▶ **Listed records**:
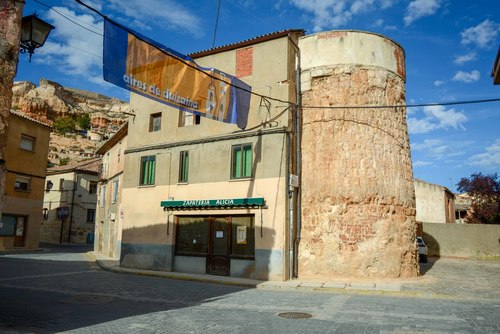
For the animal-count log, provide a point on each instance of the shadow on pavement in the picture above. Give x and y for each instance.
(57, 289)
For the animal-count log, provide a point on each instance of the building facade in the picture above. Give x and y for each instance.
(109, 211)
(69, 204)
(435, 203)
(26, 162)
(311, 188)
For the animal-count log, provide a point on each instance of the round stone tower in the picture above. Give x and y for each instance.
(358, 197)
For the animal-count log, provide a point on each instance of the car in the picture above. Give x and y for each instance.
(422, 250)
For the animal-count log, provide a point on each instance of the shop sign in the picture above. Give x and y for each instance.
(227, 202)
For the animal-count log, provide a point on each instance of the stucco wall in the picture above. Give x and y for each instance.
(358, 199)
(462, 240)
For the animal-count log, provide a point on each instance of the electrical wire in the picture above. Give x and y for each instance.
(69, 19)
(249, 91)
(216, 24)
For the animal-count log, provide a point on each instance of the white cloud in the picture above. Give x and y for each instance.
(460, 60)
(71, 48)
(335, 13)
(488, 159)
(420, 8)
(159, 13)
(378, 23)
(420, 163)
(438, 149)
(482, 35)
(437, 117)
(467, 77)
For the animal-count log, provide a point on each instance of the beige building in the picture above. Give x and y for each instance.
(109, 212)
(201, 196)
(435, 203)
(26, 161)
(69, 204)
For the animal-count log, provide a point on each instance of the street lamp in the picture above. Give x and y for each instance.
(34, 33)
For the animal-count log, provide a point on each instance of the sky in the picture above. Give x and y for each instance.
(450, 48)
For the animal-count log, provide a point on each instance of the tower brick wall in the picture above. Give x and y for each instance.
(358, 199)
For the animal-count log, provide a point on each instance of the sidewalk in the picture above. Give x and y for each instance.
(442, 278)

▶ **Required task**: Arrange all of the entries above as a two-column CSV with the headers instruction and coordinates, one row per entry, holding its text and its answer. Put each in a single quoted field with line breaks replaced by spaces, and leave the pictures out.

▶ **Written answer**:
instruction,coordinates
"For the animal-count log, provide a point on each instance of the shadow on pavement in the picture above. Give x and y for each instance.","(57, 289)"
"For the animal-count log, provide a point on each instance of the building facade in the picture above. Give x and y for each instance.","(109, 211) (69, 204) (435, 203) (26, 162) (311, 188)"
"For the animal-count log, provide a point on each instance of the round stone tower in the picture above. Give x and y for each instance.","(358, 197)"
"For the animal-count log, provide a point on each instance of the car in the picture above. Give x and y for each instance.","(422, 250)"
"For the animal-count log, provide a point on each instance of the shop sign in the picture above. Give x and y for each instance.","(227, 202)"
"For the animal-count log, provide a point on each instance of the stucco wall in the picture above. Give x and y for each instance.","(358, 199) (462, 240)"
"For the animal-count log, provide a point on each instance of the electrical wire in the picture above. Give x and y for each instance.","(69, 19) (249, 91) (216, 24)"
"For the animal-count log, provide a point on each instance of the white cloud in the picture above. Give x and y for each instance.","(460, 60) (71, 48) (335, 13) (488, 159) (420, 8) (159, 13) (378, 23) (420, 163) (438, 149) (482, 35) (437, 117) (467, 77)"
"For the animal-count log, provide a point on each instance of the beige building in the picture above. Give x and y for each instance.","(109, 212) (201, 196) (435, 203) (26, 161) (69, 204)"
"For the animal-count log, provide a point on each instance of the street lamp in the picture above. Give x and y for each instance.","(34, 33)"
"For the animal-count log, provide a point on each instance of the sky in the picture above. Give x and y for each instance.","(450, 48)"
"For the animal-count log, provide a point on each instance of the tower brick wall in the picture above. Give x and y for each instance.","(358, 199)"
"For the animal-count log, provide a point on each instance of the sidewalk in the picture above. Give x and y for each instance.","(442, 278)"